**What is being asked:** Starting from the line containing "Report the location of each instance of the dark hair", write out the rest of the entries exactly, through the final line, including nothing else.

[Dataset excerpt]

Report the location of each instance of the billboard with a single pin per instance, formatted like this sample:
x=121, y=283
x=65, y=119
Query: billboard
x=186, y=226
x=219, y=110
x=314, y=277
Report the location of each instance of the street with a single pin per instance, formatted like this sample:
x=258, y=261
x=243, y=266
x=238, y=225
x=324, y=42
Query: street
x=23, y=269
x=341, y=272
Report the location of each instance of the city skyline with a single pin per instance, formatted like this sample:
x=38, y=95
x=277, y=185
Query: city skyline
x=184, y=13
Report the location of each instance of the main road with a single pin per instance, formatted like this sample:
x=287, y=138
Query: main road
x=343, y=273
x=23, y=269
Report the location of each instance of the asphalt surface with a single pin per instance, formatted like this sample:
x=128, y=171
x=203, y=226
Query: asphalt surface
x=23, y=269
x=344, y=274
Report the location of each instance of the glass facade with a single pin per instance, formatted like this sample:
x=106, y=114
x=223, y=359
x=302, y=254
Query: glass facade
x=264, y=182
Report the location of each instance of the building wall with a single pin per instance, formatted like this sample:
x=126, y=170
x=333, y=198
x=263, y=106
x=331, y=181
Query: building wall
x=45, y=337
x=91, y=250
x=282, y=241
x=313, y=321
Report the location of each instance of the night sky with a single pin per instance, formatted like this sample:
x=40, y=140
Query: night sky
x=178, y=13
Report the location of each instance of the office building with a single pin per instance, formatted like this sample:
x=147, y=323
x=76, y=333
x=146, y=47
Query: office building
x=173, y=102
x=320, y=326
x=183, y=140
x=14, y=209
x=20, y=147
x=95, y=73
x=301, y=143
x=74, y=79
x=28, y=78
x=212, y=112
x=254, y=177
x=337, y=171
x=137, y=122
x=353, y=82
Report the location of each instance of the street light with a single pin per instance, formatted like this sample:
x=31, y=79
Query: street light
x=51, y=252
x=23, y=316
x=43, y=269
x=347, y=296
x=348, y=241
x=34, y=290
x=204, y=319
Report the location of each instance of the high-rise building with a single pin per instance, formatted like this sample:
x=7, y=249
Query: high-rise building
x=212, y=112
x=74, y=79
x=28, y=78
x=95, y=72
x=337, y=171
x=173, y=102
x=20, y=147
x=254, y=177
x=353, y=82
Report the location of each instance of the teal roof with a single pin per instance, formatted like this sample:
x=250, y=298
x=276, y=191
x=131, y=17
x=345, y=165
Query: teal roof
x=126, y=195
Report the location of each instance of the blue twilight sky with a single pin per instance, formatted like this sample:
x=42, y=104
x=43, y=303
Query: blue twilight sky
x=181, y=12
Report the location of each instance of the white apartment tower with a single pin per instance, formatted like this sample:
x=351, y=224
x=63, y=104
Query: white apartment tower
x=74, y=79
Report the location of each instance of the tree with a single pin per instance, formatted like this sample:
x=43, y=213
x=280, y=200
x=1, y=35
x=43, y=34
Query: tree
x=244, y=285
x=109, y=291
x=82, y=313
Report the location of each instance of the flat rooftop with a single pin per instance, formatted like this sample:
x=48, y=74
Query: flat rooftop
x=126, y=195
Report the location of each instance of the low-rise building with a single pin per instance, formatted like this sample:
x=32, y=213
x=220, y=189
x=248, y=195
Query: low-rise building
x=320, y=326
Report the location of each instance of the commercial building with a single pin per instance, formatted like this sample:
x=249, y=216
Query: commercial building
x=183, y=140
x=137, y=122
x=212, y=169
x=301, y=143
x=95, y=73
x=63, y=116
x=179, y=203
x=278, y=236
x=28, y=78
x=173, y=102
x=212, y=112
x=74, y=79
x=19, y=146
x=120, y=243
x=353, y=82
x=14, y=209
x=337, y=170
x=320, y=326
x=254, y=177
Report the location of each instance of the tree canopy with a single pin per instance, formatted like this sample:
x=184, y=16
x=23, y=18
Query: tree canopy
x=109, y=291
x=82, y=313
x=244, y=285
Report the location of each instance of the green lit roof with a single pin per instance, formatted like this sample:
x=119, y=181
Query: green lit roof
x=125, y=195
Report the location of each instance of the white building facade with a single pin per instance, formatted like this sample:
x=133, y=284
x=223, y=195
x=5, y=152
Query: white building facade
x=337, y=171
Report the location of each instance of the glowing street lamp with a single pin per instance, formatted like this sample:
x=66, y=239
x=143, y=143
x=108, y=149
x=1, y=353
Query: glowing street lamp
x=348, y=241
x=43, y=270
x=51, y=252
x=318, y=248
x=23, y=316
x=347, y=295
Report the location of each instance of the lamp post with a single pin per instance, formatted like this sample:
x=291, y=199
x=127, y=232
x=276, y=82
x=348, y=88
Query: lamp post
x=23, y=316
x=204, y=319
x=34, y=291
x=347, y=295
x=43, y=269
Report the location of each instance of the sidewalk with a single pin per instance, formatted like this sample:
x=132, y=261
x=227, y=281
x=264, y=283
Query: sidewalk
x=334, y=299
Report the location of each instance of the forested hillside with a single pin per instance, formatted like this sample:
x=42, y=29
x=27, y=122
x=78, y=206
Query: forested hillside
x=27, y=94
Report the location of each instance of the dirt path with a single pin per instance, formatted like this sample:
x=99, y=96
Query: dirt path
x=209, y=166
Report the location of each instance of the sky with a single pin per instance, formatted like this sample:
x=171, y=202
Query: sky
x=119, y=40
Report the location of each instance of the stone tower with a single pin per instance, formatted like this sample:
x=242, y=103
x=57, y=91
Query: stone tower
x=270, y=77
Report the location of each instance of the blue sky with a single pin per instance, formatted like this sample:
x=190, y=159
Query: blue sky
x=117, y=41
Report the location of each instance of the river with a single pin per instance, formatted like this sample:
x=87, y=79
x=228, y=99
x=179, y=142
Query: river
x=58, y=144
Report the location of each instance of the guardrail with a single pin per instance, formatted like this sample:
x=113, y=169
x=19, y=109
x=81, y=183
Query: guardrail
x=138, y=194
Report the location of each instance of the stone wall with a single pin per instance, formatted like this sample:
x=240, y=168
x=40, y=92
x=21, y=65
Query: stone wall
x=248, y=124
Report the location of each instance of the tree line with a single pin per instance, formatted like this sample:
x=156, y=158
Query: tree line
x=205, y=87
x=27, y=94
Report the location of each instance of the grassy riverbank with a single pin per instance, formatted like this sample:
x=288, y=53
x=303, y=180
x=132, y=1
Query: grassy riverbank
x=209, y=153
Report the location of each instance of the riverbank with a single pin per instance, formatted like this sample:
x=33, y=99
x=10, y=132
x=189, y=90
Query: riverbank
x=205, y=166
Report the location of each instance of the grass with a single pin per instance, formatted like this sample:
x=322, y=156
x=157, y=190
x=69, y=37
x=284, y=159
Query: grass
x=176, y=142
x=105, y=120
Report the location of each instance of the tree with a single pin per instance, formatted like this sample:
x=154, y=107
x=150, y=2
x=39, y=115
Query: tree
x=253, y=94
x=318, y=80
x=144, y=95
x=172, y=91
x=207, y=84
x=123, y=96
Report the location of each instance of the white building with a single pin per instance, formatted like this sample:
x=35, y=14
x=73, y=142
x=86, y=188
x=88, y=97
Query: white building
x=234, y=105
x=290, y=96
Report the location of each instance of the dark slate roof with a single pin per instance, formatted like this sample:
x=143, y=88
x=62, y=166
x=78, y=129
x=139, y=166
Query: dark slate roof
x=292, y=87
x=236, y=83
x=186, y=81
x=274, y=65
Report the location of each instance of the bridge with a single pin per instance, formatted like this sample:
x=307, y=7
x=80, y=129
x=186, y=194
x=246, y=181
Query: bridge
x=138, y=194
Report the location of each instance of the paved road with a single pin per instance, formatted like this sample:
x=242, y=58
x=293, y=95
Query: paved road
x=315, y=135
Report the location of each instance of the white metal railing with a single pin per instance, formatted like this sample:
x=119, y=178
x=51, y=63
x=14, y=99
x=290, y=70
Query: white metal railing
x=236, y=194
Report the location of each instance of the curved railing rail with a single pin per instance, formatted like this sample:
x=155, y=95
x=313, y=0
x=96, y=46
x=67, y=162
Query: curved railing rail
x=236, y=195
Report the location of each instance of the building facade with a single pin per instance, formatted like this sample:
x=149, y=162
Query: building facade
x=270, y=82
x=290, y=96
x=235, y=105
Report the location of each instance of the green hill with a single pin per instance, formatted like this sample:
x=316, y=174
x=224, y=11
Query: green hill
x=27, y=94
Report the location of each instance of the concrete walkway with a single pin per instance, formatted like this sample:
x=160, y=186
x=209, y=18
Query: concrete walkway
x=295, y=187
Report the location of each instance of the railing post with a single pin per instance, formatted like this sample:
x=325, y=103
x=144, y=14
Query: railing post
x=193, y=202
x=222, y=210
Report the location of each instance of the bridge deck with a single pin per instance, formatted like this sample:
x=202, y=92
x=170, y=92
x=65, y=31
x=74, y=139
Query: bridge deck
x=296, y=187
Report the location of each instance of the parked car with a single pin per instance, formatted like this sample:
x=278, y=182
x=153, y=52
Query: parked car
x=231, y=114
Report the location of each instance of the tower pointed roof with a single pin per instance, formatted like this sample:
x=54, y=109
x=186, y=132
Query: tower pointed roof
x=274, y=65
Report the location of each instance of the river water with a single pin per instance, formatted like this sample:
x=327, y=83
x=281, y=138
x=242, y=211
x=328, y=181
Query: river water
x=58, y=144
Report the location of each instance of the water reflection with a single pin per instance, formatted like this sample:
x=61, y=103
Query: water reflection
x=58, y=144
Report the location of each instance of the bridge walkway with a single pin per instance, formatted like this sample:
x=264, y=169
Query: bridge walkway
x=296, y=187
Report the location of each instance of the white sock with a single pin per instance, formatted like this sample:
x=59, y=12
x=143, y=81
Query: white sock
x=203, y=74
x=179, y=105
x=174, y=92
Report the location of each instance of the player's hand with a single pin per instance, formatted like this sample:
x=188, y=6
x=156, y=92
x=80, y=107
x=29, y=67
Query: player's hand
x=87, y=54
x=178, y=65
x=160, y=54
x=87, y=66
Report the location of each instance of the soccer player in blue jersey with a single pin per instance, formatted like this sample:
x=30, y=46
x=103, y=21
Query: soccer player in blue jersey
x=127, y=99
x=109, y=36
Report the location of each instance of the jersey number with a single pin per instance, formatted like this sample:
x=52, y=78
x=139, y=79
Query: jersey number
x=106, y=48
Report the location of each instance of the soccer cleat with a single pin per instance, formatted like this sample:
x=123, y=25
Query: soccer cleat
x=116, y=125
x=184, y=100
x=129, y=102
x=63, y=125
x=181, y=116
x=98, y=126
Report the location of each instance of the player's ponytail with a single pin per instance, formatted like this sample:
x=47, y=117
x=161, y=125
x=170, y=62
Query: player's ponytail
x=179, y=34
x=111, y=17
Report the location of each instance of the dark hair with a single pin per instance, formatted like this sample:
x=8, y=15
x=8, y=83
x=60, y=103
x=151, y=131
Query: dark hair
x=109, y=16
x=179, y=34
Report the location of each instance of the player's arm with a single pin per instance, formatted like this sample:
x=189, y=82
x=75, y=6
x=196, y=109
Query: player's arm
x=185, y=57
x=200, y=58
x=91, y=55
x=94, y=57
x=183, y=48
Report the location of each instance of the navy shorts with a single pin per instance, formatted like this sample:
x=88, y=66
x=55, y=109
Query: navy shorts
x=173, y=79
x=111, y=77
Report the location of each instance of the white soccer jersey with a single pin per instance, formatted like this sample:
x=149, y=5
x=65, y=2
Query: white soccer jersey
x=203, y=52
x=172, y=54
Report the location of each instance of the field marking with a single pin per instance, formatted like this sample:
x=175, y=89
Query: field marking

**Solution to the exercise:**
Report the location of each instance of the dark hair with a single pin per instance, formatted like this sample:
x=8, y=15
x=8, y=83
x=60, y=103
x=151, y=131
Query: dark hair
x=109, y=16
x=179, y=34
Report the location of each instance of the player's arm with a single pin per instance, formatted like this sample:
x=189, y=82
x=75, y=6
x=196, y=109
Query: player's arm
x=185, y=57
x=200, y=58
x=91, y=55
x=94, y=57
x=183, y=48
Report the location of each instance of the navy shorts with a single pin per instance, formatted like this sample:
x=88, y=66
x=55, y=109
Query: navy shorts
x=173, y=79
x=111, y=77
Report the location of each instance of the white soccer jersey with a single pin per instance, formatted like this sample:
x=149, y=5
x=65, y=2
Query: white soccer jersey
x=203, y=52
x=172, y=54
Report the location of each instance of the field marking with a single pin per instance, formatted like this sample:
x=175, y=89
Query: field marking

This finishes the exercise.